KUALA LUMPUR: The implementation of a 10 per cent sales tax on low-value goods (LVG) costing RM500 and below sold online would allow local businesses to market their products of the same quality at an even selling price, thus boosting consumer demand.
Putra Business School economic analyst Assoc Prof Dr Ahmed Razman Abdul Latiff said the tax, which would start on Jan 1 next year, would allow for the stabilisation of price between imported and local goods as imported LVG are currently not subjected to any tax whilst a six per cent sales and service tax (SST) is imposed on locally produced items, resulting in them being sidelined by consumers.
“If there are identical goods in terms of function and utility produced by local and foreign manufacturers, the production costs will undoubtedly be more or less the same, resulting in the same selling price but the six per cent SST will make local goods more expensive,” he told Bernama.
He said the introduction of the 10 per cent LVG tax would make local goods appear more affordable and attract demand.
“This tax is only imposed on goods valued at less than RM500, so even though the tax rate is 10 per cent, it is not burdensome as it applies only to low-value items,” he said.
On Dec 18, the Ministry of Finance announced that a 10 per cent tax would be imposed on imported LVG sold online to level the playing field for businesses in Malaysia, especially micro, small and medium-sized enterprises (MSMEs).
According to MoF, while there is a common global practice not to impose sales tax and import duty on imports below a “de minimis” (minimal) value, which was set at RM500 for Malaysia, to facilitate ease of customs clearance for postal and courier shipments, the proliferation of online retail had created an unfair advantage for online businesses selling directly to Malaysian consumers compared to physical retail businesses in Malaysia.
Razman said the tax would not only help local businesses to step up their sales which in turn could lead to more job opportunities creation and a better sustained domestic economy but also increase the government income as well as strengthen the ringgit via the reduction of overseas cash flow.

◆ Task directions ◆
Resume the article on Malaysia's new sales tax for low-value goods sold online, carrying on after its last sentence.

◆ Data ◆
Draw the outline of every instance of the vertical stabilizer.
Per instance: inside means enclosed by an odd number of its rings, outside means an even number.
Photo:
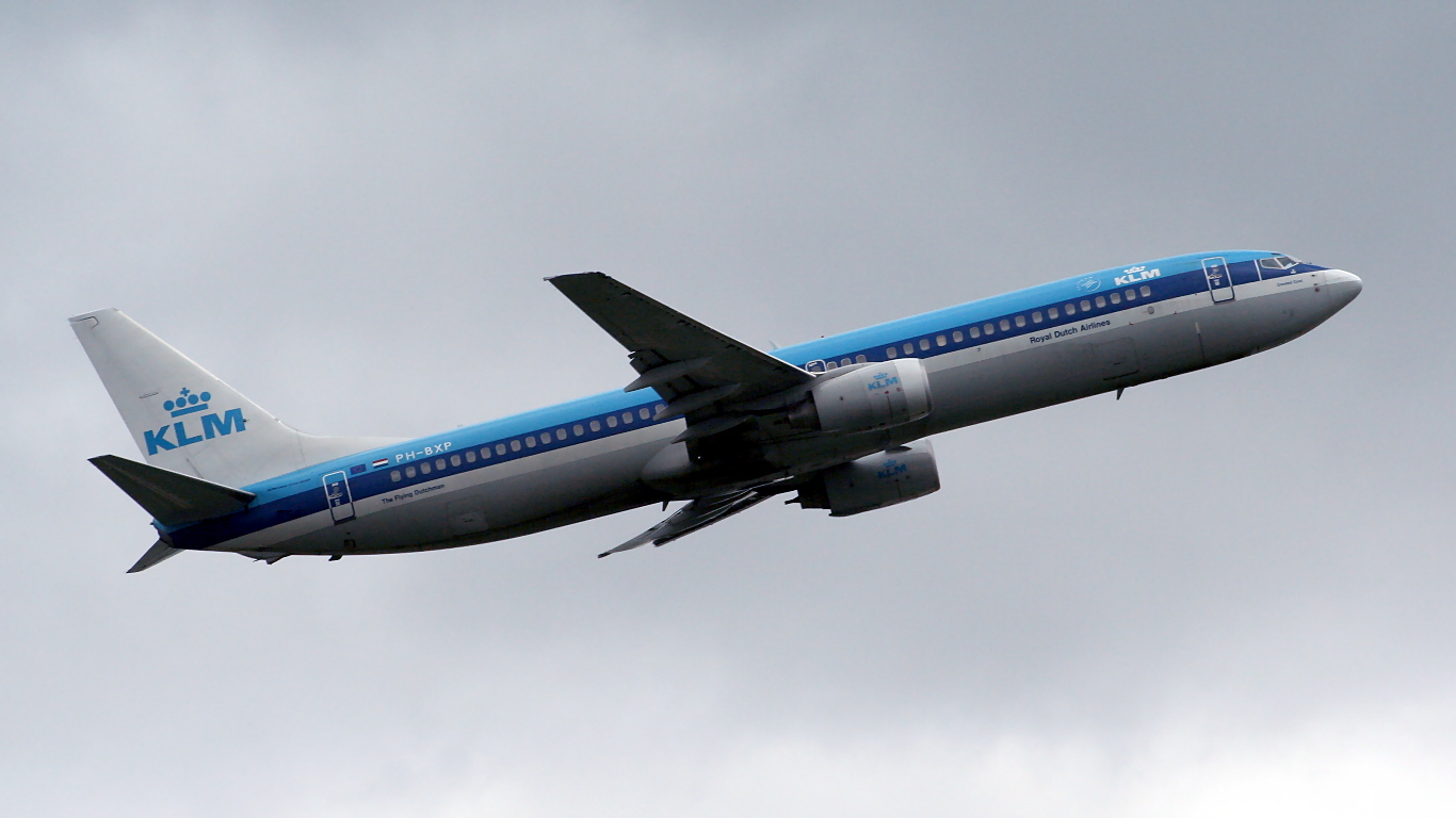
[[[298,432],[119,310],[76,316],[71,329],[153,466],[246,486],[390,442]]]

◆ In response ◆
Meanwhile, EMIR Research head of social, law and human rights Jason Loh Seong Wei said the increase in revenue or earnings of local SMEs could potentially push their taxable income to a higher bracket, which equates to more tax intake for the government, depending on the tax’s elasticity.
“The imposition of the LVG tax at 10 per cent represents an additional RM1 to the purchase price of the imported good of RM10 which represents up to 4.7 per cent in terms of real purchase value when taking into account the conversion costs,” he said.
Loh said eroding purchasing power and expenditure capacity of consumers would also encourage the switch to domestically available items.
He said the implementation of LVG tax is a strategic move to widen the tax base without impacting the lower income groups as it involved the direct purchase of imported items online from foreign sellers.
“Any hike in the overall prices of the imported items is self-limited and wouldn’t spill over into the rest of the economy, have an inflationary knock-on impact.
However, Universiti Utara Malaysia senior finance lecturer Dr Adilah Azhari said the tax would unavoidably affect some online sellers like those on Shopee who primarily sell imported goods.
“Traders on online platforms can offer lower prices because they have fewer overhead costs and can reduce expenses but if an additional 10 per cent tax is imposed, it will create a burden that will ultimately be passed on to end-users.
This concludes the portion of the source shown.